» Document segment:
The boundary between these two spaces is this board. There are two turtles on the two sides of the board with an owl on each of them. What does this image imply? It was unknown for a long time. Later, a scholar named Wang Kunwu said that this image is probably the so-called “ostrich-shaped turtle connection” in the Songs of Chu·Asking Heaven. So, what does it mean by “ostrich-shaped turtle”? We can see the turtles on both sides have crossed this boundary. The turtle must be related to water, yin and long nights. Xuanwu in the north is the fusion of turtle and snake, so the turtle is also a northern god symbolizing death. What does the owl on the back of the turtle mean here? Some scholars have also offered an explanation that it might represent the sun at night. Why? We know that in a symbol indicating yin and yang in Han Dynasty, there is often a black crow in the middle of the character “日”, which is called golden crow. This black crow represents the sun. So, some scholars believe that the owl represents the sun during the night in the north. We know that the owl is a bird and also a nocturnal bird, so I think this speculation is reasonable to some extent. And this turtle carrying the owl crosses this boundary which means that it spans transience and the eternal, yin and yang, life and death. We have done some analysis of this space, some of its important images and the implications of these images. This is some of the early literature I have consulted in this part of the analysis.
Let's look it up again. There are many images in the middle part of the silk painting, such as dragons, jade, and a platform supported by a slanted column with people standing on it as well as a canopy with a big bird below. Besides, there are two human-faced birds on the “sha”, with the body of a pigeon and a human head. Of course, we cannot offer a clear interpretation of all the images and its symbolism in this space, but we must try to interpret some of the key images.

» Material provided:
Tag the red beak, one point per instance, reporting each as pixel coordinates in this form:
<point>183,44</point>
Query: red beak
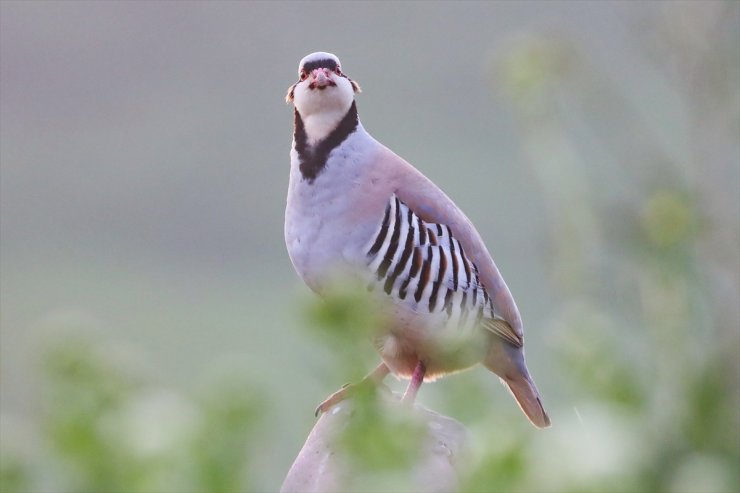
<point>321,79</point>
* * *
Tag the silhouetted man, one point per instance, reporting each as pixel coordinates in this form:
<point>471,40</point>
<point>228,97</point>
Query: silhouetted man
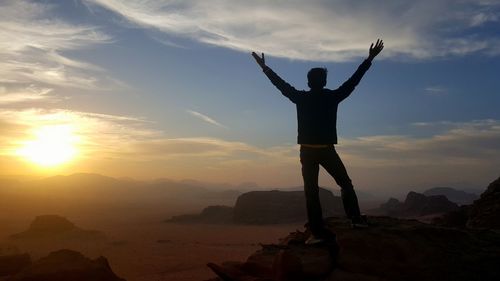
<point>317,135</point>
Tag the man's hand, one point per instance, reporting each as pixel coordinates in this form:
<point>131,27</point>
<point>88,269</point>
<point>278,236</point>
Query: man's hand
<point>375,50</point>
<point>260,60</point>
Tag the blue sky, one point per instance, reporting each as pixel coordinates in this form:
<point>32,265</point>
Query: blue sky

» Challenge: Carry the lecture on the Han silk painting forward from its last sentence. Nothing in the listing is needed for this.

» Answer to this task:
The middle part of the silk painting
First of all, the people standing on this board have waiters in front and behind. Scholars generally believe that the image in the middle should be the tomb owner named Xinzhui, the wife of Changsha Xiangdai Marquis in the Western Han Dynasty. This explanation seems plausible because the autopsy report shows that the body should be a woman in her 50s, which coincides with this image.
Within the important images are the two human-faced birds. We know that there are many human-faced birds in the Han Dynasty, and the most common one in the Han Dynasty is called feather man. What is a feather man? The feather man is a fairy. And what is a celestial being? We know how to write the character “仙”（celestial being）, “人”(human) on the left and “山”(mountain) on the right. We can also see how to write the older version of “仙”(celestial being) from the Origin of Chinese Characters with “人”(human) above and “山”(mountain) below, and the person on the mountain. Therefore, the celestial being must be closely related to the mountain, and the celestial being is inseparable from the mountain. We will definitely associate the space a celestial being exists with a mountain.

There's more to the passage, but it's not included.